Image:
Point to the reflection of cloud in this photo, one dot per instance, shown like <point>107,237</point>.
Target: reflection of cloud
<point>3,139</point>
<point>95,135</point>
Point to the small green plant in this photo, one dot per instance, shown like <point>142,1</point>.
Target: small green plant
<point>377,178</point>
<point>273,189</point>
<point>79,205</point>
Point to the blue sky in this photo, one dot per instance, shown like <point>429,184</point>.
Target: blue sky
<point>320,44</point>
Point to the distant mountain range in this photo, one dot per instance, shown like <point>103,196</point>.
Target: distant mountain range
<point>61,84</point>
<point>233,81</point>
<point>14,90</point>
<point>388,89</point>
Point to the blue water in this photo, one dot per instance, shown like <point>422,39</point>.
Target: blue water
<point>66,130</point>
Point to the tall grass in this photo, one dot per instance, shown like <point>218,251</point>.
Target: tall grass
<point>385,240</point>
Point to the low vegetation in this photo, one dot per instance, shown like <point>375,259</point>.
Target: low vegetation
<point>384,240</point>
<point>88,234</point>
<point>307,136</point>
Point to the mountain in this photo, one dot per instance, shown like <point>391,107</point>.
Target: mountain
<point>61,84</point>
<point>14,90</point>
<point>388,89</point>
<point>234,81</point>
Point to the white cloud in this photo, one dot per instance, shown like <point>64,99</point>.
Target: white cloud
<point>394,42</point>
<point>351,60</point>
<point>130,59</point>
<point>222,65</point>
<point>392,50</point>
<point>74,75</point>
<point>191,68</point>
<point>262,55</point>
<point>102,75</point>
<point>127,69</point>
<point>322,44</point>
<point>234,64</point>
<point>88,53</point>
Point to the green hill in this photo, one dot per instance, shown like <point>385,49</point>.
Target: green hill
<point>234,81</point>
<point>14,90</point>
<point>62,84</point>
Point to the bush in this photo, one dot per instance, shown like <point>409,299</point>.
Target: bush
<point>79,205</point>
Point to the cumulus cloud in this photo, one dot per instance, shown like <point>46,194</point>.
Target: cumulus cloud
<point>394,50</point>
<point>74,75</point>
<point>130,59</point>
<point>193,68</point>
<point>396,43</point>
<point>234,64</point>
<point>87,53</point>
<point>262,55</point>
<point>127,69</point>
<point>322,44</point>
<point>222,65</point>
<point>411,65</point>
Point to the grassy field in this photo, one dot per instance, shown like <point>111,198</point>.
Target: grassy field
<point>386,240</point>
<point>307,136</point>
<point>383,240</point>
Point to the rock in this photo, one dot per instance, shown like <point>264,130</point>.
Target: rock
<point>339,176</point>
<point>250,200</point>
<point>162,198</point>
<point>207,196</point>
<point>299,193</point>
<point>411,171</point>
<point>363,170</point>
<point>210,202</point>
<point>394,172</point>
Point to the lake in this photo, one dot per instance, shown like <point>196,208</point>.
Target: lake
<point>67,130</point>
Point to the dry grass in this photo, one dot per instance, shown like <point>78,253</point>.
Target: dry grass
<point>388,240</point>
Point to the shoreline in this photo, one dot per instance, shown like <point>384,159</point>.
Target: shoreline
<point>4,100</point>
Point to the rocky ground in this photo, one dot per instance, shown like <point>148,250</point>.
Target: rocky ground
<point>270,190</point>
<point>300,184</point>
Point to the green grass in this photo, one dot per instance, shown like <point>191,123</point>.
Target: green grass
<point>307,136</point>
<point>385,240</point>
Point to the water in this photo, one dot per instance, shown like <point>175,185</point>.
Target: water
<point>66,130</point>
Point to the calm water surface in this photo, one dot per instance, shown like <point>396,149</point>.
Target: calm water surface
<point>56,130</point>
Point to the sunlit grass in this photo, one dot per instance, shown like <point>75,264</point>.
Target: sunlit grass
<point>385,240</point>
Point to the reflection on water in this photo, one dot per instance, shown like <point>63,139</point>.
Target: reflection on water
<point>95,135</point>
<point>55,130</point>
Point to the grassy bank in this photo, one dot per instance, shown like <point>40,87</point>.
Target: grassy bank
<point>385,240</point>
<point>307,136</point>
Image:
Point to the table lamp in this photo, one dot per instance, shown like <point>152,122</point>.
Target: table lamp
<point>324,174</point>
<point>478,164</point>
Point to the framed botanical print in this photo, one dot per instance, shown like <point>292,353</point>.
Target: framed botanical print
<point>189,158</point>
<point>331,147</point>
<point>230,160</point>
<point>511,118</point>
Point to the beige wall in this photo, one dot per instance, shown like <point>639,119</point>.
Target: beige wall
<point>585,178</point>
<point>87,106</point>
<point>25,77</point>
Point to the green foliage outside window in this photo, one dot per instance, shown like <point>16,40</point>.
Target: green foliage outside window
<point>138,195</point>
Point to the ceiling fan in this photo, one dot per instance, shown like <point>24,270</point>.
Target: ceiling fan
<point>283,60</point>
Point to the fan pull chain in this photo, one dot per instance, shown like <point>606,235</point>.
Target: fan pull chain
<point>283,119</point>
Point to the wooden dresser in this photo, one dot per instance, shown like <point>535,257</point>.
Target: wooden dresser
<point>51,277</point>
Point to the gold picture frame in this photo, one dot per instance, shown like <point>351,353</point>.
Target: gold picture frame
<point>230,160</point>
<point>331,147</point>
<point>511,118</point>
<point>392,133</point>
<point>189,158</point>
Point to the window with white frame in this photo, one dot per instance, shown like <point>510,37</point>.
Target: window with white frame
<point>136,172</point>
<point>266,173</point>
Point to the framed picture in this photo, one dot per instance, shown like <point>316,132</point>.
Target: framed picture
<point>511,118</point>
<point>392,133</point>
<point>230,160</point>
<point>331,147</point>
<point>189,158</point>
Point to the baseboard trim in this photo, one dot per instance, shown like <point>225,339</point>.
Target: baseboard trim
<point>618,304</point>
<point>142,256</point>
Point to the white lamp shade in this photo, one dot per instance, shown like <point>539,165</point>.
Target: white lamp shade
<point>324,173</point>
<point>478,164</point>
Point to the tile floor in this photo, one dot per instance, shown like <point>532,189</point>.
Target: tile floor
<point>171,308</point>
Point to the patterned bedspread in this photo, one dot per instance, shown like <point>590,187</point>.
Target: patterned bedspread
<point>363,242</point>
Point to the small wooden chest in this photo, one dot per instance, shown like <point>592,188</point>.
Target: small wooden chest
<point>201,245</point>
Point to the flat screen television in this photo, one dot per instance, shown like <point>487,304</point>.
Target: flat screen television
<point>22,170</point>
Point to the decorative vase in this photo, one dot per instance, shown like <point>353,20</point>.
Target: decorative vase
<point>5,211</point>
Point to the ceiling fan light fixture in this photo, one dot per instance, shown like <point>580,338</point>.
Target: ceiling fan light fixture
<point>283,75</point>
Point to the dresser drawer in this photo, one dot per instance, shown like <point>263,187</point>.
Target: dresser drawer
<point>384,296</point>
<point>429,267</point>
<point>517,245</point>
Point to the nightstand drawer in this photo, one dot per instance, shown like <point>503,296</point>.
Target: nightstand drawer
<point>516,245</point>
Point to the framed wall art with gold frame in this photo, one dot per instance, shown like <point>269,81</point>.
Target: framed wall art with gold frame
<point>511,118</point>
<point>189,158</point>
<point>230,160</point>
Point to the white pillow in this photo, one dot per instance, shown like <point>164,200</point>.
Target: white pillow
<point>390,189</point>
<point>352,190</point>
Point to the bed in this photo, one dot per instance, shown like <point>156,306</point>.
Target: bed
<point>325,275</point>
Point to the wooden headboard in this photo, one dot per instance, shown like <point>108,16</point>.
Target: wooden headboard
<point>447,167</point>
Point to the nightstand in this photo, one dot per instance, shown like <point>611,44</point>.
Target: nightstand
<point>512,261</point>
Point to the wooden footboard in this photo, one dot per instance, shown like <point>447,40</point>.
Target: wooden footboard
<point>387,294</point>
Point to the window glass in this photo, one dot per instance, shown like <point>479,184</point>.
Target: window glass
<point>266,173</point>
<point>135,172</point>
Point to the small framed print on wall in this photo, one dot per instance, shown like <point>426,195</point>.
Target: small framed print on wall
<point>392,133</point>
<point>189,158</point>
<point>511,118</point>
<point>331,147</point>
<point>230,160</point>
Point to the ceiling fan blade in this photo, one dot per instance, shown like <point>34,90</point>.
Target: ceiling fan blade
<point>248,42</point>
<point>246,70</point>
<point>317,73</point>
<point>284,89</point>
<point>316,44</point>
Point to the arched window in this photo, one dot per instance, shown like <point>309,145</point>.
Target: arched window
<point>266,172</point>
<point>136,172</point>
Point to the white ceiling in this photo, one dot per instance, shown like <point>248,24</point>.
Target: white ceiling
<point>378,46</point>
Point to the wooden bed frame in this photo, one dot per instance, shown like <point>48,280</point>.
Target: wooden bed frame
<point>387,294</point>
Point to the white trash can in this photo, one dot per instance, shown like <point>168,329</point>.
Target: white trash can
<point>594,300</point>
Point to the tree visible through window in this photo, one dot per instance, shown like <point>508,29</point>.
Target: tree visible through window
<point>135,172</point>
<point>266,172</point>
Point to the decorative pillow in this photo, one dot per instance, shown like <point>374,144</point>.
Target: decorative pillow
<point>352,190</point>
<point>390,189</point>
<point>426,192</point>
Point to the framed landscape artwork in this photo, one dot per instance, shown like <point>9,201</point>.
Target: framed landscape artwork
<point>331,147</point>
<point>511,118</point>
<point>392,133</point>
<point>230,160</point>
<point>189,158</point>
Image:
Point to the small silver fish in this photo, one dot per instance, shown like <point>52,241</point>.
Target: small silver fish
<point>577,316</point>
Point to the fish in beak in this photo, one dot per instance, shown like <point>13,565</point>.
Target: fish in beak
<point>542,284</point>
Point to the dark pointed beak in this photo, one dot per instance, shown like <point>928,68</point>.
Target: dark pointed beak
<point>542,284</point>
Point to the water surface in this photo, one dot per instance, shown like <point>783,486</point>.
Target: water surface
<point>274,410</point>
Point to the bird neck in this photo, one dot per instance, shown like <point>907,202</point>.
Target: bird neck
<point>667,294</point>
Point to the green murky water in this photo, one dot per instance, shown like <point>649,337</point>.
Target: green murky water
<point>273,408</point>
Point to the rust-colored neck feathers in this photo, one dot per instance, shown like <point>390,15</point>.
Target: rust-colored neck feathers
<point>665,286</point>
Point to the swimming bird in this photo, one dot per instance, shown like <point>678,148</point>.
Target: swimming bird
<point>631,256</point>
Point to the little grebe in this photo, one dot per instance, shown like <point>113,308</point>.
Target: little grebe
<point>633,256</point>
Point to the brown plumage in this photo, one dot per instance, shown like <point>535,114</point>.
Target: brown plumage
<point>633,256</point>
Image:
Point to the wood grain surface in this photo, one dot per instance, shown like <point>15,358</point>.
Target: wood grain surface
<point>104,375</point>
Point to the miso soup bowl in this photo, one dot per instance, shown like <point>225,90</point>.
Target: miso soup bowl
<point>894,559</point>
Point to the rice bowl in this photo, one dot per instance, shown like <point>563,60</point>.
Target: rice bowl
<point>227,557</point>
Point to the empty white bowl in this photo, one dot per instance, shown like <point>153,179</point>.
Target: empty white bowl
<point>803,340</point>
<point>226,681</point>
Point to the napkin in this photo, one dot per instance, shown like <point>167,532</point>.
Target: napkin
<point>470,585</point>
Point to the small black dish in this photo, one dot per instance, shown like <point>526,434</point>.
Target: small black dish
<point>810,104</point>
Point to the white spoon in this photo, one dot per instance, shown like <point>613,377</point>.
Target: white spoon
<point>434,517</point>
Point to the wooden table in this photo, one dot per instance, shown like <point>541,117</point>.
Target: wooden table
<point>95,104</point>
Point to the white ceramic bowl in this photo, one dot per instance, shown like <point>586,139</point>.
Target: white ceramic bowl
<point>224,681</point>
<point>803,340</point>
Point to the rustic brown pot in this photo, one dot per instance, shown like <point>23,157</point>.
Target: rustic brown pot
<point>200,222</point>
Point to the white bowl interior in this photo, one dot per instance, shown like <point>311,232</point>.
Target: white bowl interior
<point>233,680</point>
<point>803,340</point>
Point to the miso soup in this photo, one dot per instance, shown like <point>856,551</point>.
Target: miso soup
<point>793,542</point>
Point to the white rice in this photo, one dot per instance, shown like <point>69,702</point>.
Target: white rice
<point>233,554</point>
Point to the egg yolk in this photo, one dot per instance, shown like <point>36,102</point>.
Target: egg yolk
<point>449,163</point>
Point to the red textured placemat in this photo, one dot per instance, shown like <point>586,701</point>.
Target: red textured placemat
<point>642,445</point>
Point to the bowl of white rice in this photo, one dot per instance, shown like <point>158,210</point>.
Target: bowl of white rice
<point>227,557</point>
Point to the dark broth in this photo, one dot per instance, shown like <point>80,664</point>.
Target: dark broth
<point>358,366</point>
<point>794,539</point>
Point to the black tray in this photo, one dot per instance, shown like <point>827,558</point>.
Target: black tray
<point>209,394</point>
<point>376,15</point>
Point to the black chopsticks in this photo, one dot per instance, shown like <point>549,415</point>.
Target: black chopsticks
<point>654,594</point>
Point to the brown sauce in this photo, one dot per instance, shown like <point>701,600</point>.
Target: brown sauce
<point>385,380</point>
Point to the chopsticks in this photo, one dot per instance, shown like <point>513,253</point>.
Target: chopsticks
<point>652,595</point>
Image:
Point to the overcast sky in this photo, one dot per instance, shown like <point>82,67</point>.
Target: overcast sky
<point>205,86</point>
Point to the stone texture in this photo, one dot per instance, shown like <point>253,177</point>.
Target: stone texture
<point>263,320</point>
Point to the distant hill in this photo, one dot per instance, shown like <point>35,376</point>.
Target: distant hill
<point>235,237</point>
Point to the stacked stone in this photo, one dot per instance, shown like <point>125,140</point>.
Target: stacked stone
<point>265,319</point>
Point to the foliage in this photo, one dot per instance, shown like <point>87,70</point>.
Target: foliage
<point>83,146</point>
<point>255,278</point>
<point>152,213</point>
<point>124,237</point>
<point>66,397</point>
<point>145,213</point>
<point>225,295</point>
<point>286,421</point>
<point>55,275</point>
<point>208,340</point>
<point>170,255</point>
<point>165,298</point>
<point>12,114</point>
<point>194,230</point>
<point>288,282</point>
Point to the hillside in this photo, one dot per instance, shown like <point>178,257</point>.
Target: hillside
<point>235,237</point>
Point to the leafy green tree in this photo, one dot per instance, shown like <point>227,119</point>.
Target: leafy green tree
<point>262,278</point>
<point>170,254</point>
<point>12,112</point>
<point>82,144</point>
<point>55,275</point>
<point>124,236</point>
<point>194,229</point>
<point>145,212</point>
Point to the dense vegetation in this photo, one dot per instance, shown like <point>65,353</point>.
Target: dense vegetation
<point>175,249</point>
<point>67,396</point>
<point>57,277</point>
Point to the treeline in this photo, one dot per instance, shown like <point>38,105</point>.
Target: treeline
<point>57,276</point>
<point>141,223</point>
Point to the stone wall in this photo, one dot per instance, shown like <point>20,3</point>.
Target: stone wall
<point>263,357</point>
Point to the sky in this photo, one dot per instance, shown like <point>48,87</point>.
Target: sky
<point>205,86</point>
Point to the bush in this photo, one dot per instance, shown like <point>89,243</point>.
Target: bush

_ _ _ _

Task statement =>
Give back the records word for word. Start at the first line, end at the line containing "Point to the mountain", and include both.

Response to the task =>
Image:
Point to the reflection of cloud in this photo, one dot per instance, shown like <point>107,237</point>.
Target: reflection of cloud
<point>3,139</point>
<point>95,135</point>
Point to the small green plant in this photo, one dot per instance, shown like <point>142,1</point>.
Target: small green plant
<point>377,178</point>
<point>273,189</point>
<point>79,205</point>
Point to the blue sky in this photo, one dot per instance, shown like <point>429,184</point>.
Target: blue sky
<point>320,44</point>
Point to the distant mountain range in this photo, one dot per instance, shown like <point>103,196</point>.
Target: distant mountain range
<point>61,84</point>
<point>233,81</point>
<point>14,90</point>
<point>388,89</point>
Point to the blue water in this photo, one dot per instance, shown like <point>422,39</point>.
Target: blue water
<point>66,130</point>
Point to the tall grass in this photo, one dot per instance, shown like <point>218,251</point>.
Target: tall grass
<point>385,240</point>
Point to the low vegetation in this photo, one dot per instance, shown like <point>375,259</point>.
Target: low vegetation
<point>384,240</point>
<point>88,234</point>
<point>307,136</point>
Point to the mountain in this photo, one dot per instance, shown like <point>391,107</point>.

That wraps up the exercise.